» **What is asked**: Gather every row below that contains the word "climbing", and copy each of those rows unchanged.

» **Exercise inputs**:
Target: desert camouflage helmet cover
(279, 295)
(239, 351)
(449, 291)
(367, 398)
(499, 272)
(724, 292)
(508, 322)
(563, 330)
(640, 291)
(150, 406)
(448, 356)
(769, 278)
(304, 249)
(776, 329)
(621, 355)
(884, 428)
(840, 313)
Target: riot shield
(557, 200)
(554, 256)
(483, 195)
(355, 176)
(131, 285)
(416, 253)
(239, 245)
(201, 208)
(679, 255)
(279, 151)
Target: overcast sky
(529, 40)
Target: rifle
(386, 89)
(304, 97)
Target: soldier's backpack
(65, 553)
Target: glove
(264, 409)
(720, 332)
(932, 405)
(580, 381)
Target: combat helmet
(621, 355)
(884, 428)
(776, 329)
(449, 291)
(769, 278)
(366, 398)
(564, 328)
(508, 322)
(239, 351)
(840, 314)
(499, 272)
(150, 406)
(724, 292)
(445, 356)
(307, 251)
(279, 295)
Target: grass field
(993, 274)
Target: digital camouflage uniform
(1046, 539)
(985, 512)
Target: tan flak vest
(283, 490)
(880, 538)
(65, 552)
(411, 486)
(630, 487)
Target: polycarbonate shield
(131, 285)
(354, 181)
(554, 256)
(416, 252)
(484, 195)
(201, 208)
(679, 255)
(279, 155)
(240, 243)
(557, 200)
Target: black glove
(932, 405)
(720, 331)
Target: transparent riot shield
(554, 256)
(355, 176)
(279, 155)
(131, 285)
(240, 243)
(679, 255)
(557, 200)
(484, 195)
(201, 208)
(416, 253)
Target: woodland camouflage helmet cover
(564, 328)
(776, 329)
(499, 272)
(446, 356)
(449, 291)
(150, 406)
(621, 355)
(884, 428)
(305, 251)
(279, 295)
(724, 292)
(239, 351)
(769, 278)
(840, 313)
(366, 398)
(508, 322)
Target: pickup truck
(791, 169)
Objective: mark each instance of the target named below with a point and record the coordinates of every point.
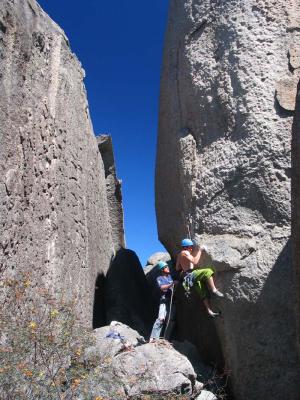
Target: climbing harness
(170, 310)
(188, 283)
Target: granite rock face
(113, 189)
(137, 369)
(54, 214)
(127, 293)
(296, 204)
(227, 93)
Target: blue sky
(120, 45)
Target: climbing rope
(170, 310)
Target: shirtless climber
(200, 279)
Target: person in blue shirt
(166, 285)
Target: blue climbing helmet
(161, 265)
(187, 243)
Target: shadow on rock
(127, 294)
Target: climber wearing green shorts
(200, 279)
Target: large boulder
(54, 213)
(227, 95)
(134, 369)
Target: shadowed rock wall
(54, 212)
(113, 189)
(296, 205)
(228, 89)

--

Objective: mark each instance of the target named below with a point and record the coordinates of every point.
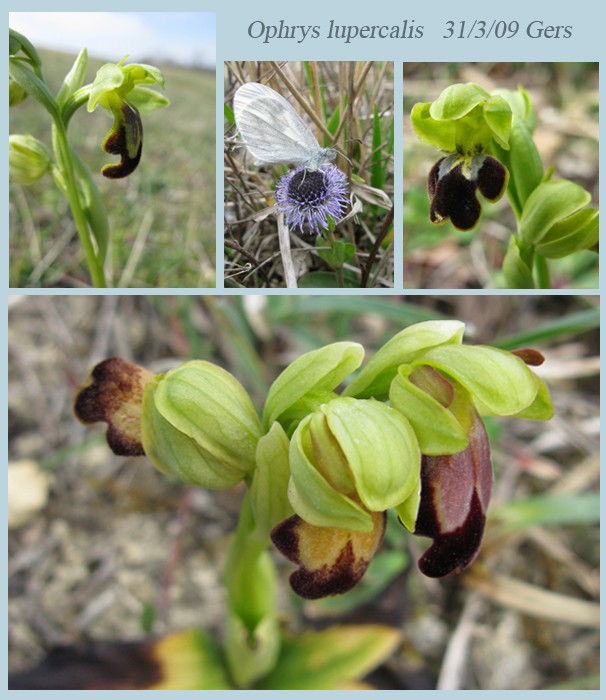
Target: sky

» **Result**:
Target: climbing harness
Target: climbing rope
Target: blue climbing helmet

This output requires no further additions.